=== Material provided ===

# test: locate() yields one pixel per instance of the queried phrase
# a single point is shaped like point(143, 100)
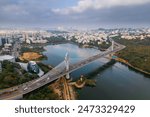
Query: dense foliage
point(137, 52)
point(12, 74)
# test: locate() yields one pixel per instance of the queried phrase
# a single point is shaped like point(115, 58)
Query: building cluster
point(87, 37)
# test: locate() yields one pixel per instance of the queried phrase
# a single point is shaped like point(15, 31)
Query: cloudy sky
point(75, 13)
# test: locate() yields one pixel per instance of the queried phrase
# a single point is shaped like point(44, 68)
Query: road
point(53, 75)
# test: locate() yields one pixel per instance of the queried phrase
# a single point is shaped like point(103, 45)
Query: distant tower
point(67, 65)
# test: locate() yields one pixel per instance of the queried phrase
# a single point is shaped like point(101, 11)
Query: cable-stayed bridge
point(63, 69)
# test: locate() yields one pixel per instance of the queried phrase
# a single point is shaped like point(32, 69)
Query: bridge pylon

===

Can you reproduce every one of the lines above word for word, leaving out the picture?

# test: locate() yields one pixel per instance of the queried phrase
# a single point is shaped like point(143, 100)
Query: dense foliage
point(137, 52)
point(12, 74)
# test: locate() yields one pixel per instance of the queried phrase
# a single point is shaped like point(115, 58)
Query: building cluster
point(87, 37)
# test: locate() yields one pixel per instance of the queried phrase
# a single point is shaped like point(15, 31)
Query: cloudy sky
point(75, 13)
# test: locate() yields one pixel per instance of the queried phrase
# a single point is shaped like point(44, 68)
Query: road
point(53, 75)
# test: locate() yields one pixel per instance of the queried phrase
# a single point is shaped like point(103, 45)
Query: distant tower
point(67, 65)
# test: locate() yields one pixel per instance of the queried phrase
# a single point is shaped like point(101, 11)
Query: cable-stayed bridge
point(63, 69)
# test: locate() yields one pixel per instance of the queried phrase
# a single point is shaped like point(32, 69)
Query: bridge pylon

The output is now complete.